Data items:
════════

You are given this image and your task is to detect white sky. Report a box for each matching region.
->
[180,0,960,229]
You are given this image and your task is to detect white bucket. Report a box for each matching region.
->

════════

Repeat every line above, requests included, and scale each coordinate in the answers by 1.6. Round each result to a whole number, with halves rounded up.

You are given this image and your task is to detect white sky. Report a box for each matching region.
->
[288,0,1536,366]
You are given this image and your task is to detect white bucket. Report a box for each matching region.
->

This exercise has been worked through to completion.